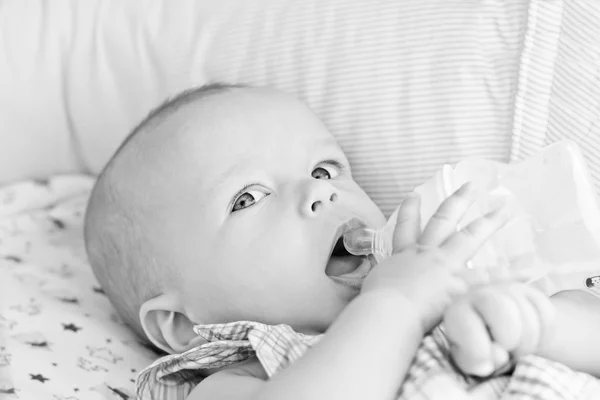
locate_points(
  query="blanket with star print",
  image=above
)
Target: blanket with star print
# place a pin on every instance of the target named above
(59, 336)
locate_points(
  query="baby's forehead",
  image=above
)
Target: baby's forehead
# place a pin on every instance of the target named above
(243, 120)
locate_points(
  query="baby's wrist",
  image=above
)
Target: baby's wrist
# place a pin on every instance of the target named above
(398, 305)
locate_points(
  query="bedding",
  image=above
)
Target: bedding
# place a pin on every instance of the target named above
(432, 375)
(59, 336)
(405, 86)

···

### SHORT PROBLEM:
Write out every line of the rows above again, requests included, but add 25 to each number in the pin coordinates. Leave out the pictures.

### THE OUTPUT:
locate_points(
  query="blanket with star print",
  image=above
)
Target: blanket with star print
# place a pin on every instance of the target named above
(84, 361)
locate_points(
  query="baby's forehead",
  image=above
)
Target: baby's forehead
# place a pin on every instance of the target named above
(268, 145)
locate_points(
  query="baby's wrist",
  image=above
)
Target: baby's wrist
# place a pin on every instance of the target named above
(423, 330)
locate_points(
  query="bedding",
  image=above
)
Target: bedding
# place a pin on every instance of the target named above
(457, 400)
(84, 361)
(430, 111)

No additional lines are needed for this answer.